## [TEXT PASSAGE]

As intentionally ironic and quirky as it was, Klaric's viral video brought back to the center of the conversation the reflection on the existence or non-existence of office attire, of a dedicated and appropriate wardrobe for working life, even in the aftermath of the pandemic, among those who have returned to the office for good and those who have not said goodbye to smart working. And while a certain degree of aesthetic relaxation has proven to be an unexpected and welcome consequence of the health emergency, it's also true that there are industries where dress code still plays a major role, if only in terms of perception and image, from finance to law. 

It was another tiktoker, Pretty Critical, a fashion expert with a working background in business formal, who pointed out how in a number of fashion e-commerces reigns a certain confusion in the work attire category, which should instead boast a few timeless protagonists. According to the American creator, many of these looks seem designed by someone who has never worked in a real office. Reformation, for example, includes under the definition business casual baby doll dresses, dresses with open backs, tops with cutouts, cargo pants, and cardigans held together by a single button (similar to the viral one by Jacquemus). In another video titled Workwear That Will Get You Fire, PrettyCritical analyzes the work attire section of Revolve, which includes outfits made of blazers and shorts, fully transparent sandals, crop tops, and miniskirts.

## [WORK ITEM A]
According to the passage on office attire, what working background does Pretty Critical have?
## [WORK ITEM B]
List every item that the passage on office attire says Reformation includes under the definition business casual.
## [WORK ITEM C]
Repeat the stretch of the passage on office attire from "It was another" through "tops, and miniskirts.".
The data come from a source separate from the passage on office attire.

## [SOURCE MATERIAL]
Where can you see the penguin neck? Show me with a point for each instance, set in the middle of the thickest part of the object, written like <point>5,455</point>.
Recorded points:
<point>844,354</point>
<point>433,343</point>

## [RESPONSE AREA A]
A working background in business formal.

## [RESPONSE AREA B]
- Baby doll dresses
- Dresses with open backs
- Tops with cutouts
- Cargo pants
- Cardigans held together by a single button

## [RESPONSE AREA C]
It was another tiktoker, Pretty Critical, a fashion expert with a working background in business formal, who pointed out how in a number of fashion e-commerces reigns a certain confusion in the work attire category, which should instead boast a few timeless protagonists. According to the American creator, many of these looks seem designed by someone who has never worked in a real office. Reformation, for example, includes under the definition business casual baby doll dresses, dresses with open backs, tops with cutouts, cargo pants, and cardigans held together by a single button (similar to the viral one by Jacquemus). In another video titled Workwear That Will Get You Fire, PrettyCritical analyzes the work attire section of Revolve, which includes outfits made of blazers and shorts, fully transparent sandals, crop tops, and miniskirts.